## EXTRACTED ENTRIES
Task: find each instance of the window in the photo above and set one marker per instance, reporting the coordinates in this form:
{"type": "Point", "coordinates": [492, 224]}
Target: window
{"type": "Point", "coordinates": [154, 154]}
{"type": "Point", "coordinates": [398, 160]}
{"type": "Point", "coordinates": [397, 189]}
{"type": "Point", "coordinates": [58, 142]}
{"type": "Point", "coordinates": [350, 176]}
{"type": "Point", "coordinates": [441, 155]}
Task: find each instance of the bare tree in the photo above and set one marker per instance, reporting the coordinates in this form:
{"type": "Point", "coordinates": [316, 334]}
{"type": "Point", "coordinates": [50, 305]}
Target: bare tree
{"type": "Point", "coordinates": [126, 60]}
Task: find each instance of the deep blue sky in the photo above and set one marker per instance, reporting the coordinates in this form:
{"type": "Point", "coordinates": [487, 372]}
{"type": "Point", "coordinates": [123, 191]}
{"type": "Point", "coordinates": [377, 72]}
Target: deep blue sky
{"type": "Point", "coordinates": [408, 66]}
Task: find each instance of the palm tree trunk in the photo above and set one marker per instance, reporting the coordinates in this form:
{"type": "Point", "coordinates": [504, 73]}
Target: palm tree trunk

## PROBLEM REQUIREMENTS
Print exactly the lines of the listing above starting at the line containing "Task: find each instance of the bare" and ending at the line containing "Task: find each instance of the palm", both included.

## TASK RESPONSE
Task: find each instance of the bare tree in the photo above and set one marker per instance, reporting the coordinates in this form:
{"type": "Point", "coordinates": [316, 334]}
{"type": "Point", "coordinates": [50, 305]}
Target: bare tree
{"type": "Point", "coordinates": [126, 60]}
Task: find each instance of the deep blue sky in the photo above and set one marker per instance, reporting the coordinates in this form:
{"type": "Point", "coordinates": [487, 372]}
{"type": "Point", "coordinates": [123, 191]}
{"type": "Point", "coordinates": [377, 72]}
Target: deep blue sky
{"type": "Point", "coordinates": [408, 66]}
Task: find each instance of the palm tree trunk in the photo above and set one marker per instance, reporting the coordinates in this form:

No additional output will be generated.